--- BEGIN Quoted text ---
Befitting their league positions, the top two met at Headingley in the Championship Final on 18 April. Dewsbury, under manager-secretary Eddie Waring, had made wide use of the guest rules to build a strong team including several players currently in the army and based in West Yorkshire including Great Britain and Wales internationals Gus Risman and Roy Francis. Despite this strong team, the game was scoreless at the end of the first half. The first score was a drop goal from Dewsbury's Alan Edwards halfway into the second half and with the Dewsbury forwards dominating the scrums (the second half count was 30 to 6 in Dewsbury's favour), the Dewsbury backs including Risman and Francis took control and ran in three tries through Hudson, Francis and Kenny with Risman adding one goal. The final result of 13–0 was witnessed by over 18,000 spectators with the gate receipts totalling £1,121.

==Cup competitions==
===Lancashire Cup===
With so few Lancashire clubs in the league, the RFL decided to continue the format of the previous season with the Lancashire Cup not being played for and the Lancashire clubs being allowed to enter the Yorkshire Cup.

===Yorkshire Cup===

The structure of the Yorkshire Cup was agreed upon at a meeting in September 1941. All 14 Yorkshire teams taking part in the league entered and they were joined by Lancashire teams, Oldham and Wigan. All ties were to be two legged except the final, with the competition being played over consecutive weekends starting on 25 October 1941.

Bradford Northern and Halifax won through to the final which was played at Fartown, Huddersfield on 6 December 1941. Bradford won the final, convincingly, 24–0 in front of a crowd of 6,100.
--- END Quoted text ---
--- BEGIN Information supplied ---
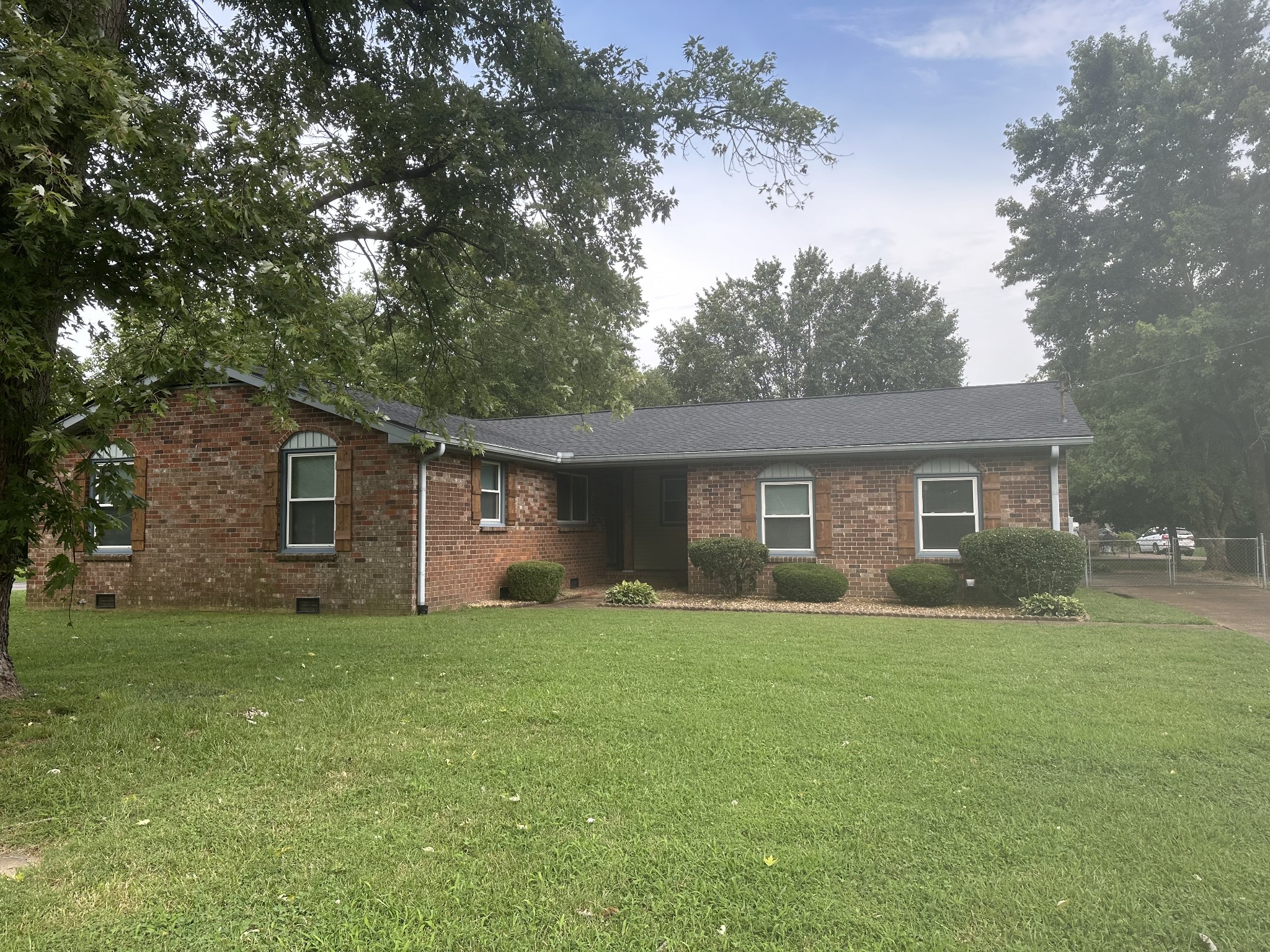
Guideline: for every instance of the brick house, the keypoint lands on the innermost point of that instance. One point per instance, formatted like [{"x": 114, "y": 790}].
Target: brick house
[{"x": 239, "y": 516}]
--- END Information supplied ---
--- BEGIN Information supplied ---
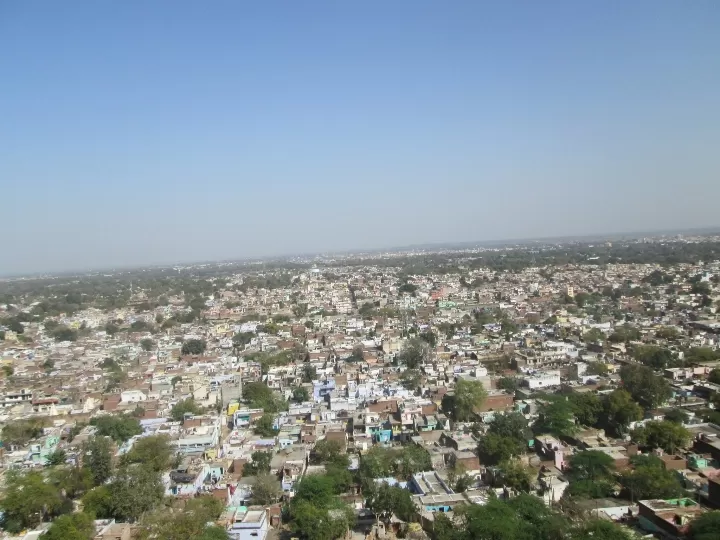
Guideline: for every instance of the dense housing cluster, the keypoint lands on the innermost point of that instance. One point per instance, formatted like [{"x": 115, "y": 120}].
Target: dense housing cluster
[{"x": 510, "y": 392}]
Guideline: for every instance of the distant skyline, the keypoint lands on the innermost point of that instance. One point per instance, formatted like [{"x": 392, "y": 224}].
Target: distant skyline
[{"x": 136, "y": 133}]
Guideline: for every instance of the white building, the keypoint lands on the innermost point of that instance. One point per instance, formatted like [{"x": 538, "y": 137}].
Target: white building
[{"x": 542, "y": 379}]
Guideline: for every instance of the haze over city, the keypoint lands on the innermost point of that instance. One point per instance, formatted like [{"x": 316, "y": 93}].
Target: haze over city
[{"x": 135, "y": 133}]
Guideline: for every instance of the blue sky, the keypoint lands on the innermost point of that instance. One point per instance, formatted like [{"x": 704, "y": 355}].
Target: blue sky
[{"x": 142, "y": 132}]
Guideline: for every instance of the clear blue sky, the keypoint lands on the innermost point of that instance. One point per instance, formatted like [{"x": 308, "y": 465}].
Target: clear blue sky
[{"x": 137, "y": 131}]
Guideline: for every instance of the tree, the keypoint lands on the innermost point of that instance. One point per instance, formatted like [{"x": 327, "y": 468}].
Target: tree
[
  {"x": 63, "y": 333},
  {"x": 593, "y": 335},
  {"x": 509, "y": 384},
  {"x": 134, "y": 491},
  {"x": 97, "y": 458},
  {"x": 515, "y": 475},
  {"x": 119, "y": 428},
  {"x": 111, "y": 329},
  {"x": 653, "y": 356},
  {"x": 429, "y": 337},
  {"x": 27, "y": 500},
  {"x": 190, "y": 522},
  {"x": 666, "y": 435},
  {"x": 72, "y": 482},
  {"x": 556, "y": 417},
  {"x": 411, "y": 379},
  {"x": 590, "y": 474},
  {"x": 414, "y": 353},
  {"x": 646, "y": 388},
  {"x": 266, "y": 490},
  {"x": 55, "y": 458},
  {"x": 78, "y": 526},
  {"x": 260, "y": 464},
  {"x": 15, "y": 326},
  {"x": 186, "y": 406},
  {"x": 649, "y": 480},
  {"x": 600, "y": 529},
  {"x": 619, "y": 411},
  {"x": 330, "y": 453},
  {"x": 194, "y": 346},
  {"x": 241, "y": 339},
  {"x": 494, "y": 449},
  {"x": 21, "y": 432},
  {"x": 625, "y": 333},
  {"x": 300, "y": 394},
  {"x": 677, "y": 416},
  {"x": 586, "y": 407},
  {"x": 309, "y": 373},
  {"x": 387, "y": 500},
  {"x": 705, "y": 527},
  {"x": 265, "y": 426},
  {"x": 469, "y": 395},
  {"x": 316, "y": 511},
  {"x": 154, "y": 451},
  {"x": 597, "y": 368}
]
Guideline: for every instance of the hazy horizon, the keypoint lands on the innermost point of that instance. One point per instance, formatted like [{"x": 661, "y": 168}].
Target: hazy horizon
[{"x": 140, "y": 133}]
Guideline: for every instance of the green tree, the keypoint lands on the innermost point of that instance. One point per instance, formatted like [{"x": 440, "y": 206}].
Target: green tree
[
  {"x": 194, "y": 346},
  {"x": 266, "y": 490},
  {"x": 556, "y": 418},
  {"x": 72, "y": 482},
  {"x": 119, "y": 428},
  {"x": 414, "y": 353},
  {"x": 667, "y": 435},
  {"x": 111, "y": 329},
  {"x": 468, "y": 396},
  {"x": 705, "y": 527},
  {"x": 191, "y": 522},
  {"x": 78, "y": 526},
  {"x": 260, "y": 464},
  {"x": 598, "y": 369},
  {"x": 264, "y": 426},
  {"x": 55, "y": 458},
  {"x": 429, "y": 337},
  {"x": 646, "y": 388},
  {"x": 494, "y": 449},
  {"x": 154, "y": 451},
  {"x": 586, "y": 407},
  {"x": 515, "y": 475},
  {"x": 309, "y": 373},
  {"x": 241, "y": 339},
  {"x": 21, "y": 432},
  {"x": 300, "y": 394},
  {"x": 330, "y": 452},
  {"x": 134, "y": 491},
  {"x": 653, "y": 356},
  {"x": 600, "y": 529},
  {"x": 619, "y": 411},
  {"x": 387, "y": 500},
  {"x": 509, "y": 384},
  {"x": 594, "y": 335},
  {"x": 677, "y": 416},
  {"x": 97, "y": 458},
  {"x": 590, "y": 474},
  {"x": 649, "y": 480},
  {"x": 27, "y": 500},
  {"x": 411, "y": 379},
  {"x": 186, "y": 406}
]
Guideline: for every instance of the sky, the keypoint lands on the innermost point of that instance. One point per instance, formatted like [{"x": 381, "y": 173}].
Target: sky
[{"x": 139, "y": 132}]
--- END Information supplied ---
#### Exercise:
From the rugby league season text above, write out the passage word for word, from "The structure of" up to and including "crowd of 6,100.".

#### Solution below:
The structure of the Yorkshire Cup was agreed upon at a meeting in September 1941. All 14 Yorkshire teams taking part in the league entered and they were joined by Lancashire teams, Oldham and Wigan. All ties were to be two legged except the final, with the competition being played over consecutive weekends starting on 25 October 1941.

Bradford Northern and Halifax won through to the final which was played at Fartown, Huddersfield on 6 December 1941. Bradford won the final, convincingly, 24–0 in front of a crowd of 6,100.